_Given problem_
In the text on benchmark query binding, which statement should be used for queries that return a single value?

_Selected text_

•••

For your reference, the C language implementation of the benchmark contains a data generation program. Feel free to draw on the details of the C language data generation program in creating your own data generation procedure.

Query Binding

You should bind the queries to increase the execution speed of the benchmark. To bind the queries, you should place the queries in procedures. When a procedure is created, the queries inside the procedure are bound. Binding means that the SQL compiler creates an access plan and stores the access plan in dictionary tables so that the plan does not need to be regenerated each time that the procedure is executed.

I suggest that you create one procedure for each query class. For queries that return single values, you should use the SELECT INTO statement. For queries that return multiple rows, you should define the query with a cursor and execute the query using the OPEN statement for cursors. You should close the cursors before the end of the procedure.

To help me in grading your result, display a message at the end of procedure. The message should indicate that the procedure executed successfully.

•••

_Entries shown_
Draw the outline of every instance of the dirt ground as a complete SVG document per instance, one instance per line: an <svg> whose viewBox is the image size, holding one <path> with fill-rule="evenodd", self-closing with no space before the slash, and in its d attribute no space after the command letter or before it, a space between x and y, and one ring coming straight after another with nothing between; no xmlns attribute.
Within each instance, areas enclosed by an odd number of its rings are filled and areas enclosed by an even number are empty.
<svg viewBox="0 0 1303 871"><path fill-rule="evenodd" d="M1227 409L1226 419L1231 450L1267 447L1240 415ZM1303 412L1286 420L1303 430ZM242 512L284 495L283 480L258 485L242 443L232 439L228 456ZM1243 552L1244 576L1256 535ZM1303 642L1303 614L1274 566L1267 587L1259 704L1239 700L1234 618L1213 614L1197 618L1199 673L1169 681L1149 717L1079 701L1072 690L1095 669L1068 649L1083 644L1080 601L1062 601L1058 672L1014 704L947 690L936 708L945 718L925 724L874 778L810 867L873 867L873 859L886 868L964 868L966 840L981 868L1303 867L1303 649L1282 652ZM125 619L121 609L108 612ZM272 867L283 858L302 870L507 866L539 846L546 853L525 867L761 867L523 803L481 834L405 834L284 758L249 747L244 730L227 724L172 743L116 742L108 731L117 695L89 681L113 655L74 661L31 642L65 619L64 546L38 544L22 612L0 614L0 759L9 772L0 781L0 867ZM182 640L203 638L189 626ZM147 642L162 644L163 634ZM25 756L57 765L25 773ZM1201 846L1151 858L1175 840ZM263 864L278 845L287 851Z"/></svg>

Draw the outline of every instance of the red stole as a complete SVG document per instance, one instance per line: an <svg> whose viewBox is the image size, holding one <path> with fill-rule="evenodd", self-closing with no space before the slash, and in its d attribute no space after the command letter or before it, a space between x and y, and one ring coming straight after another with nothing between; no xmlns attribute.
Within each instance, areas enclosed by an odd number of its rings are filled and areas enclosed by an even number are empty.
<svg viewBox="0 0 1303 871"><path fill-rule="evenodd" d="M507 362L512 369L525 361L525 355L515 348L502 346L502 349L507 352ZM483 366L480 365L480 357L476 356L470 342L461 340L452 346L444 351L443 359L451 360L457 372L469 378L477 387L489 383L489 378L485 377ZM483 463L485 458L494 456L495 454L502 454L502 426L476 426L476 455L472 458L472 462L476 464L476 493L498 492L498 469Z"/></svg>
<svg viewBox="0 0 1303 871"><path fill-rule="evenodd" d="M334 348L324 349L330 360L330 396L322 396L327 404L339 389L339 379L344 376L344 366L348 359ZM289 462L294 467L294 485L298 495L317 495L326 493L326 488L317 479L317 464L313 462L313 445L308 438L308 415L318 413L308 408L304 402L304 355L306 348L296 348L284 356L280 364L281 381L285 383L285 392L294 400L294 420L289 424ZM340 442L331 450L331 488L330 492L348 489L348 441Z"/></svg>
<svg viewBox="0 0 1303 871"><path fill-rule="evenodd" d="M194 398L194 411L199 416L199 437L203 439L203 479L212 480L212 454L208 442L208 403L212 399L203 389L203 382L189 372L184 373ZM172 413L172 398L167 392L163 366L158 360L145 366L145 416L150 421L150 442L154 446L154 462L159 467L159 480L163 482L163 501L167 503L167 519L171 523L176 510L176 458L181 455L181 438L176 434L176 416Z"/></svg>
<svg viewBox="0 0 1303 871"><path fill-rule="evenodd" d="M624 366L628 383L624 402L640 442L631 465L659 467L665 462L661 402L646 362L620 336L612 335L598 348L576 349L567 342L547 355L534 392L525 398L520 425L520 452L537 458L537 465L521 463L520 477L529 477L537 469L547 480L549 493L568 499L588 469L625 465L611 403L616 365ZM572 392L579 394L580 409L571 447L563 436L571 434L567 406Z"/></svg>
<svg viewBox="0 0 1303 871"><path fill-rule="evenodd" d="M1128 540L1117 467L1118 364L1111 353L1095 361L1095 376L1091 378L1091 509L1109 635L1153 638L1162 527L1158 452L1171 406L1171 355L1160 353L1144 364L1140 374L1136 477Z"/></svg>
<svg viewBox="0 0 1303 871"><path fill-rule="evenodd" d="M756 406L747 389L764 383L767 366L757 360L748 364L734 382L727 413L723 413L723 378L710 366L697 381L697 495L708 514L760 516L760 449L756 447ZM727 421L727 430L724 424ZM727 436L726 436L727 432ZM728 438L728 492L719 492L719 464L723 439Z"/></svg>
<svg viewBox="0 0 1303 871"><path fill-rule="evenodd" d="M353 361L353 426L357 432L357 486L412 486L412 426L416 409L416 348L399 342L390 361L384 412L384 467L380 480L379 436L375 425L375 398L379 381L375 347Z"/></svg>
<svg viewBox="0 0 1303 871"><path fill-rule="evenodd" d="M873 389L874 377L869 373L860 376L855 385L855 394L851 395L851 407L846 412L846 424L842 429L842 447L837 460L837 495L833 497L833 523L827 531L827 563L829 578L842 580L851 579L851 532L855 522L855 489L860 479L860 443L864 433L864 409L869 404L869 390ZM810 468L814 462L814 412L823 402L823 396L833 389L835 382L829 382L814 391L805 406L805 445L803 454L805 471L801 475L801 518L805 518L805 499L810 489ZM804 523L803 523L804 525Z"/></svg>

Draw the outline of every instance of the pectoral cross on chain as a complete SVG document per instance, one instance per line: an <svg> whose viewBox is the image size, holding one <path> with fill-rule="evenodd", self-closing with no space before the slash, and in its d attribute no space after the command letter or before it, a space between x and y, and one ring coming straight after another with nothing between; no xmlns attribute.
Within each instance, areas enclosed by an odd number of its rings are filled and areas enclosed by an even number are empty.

•••

_Expected answer_
The SELECT INTO statement.